Location labeling records
+-------+

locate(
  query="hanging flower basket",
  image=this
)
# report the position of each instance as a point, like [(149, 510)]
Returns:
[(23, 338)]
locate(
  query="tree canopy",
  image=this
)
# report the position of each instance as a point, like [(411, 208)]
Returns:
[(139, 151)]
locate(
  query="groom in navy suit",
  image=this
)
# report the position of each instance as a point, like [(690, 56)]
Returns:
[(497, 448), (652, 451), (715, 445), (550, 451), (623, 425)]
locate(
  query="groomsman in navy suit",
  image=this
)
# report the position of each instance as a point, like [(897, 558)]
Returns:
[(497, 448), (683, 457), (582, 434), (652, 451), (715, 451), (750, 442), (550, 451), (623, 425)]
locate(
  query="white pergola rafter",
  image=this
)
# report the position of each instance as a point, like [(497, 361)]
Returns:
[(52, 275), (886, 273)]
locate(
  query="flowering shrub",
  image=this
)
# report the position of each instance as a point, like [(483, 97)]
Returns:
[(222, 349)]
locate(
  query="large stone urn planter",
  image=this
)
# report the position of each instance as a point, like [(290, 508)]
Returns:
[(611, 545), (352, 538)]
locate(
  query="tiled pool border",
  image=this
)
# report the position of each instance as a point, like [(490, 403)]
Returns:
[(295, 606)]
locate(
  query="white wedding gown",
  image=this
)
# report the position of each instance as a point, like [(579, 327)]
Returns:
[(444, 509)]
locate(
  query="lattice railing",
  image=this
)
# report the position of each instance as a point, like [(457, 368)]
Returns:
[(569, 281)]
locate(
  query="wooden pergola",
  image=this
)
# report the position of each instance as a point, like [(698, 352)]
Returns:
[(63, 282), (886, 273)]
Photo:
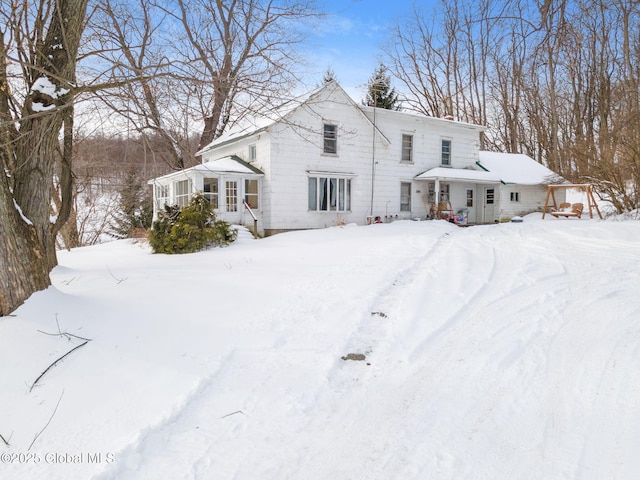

+-------+

What the exercise asks:
Find every line in the records that contains the string "pergola" and copy each one out. Case counts.

Result:
  query="white pergola rafter",
  query="wooden pergola",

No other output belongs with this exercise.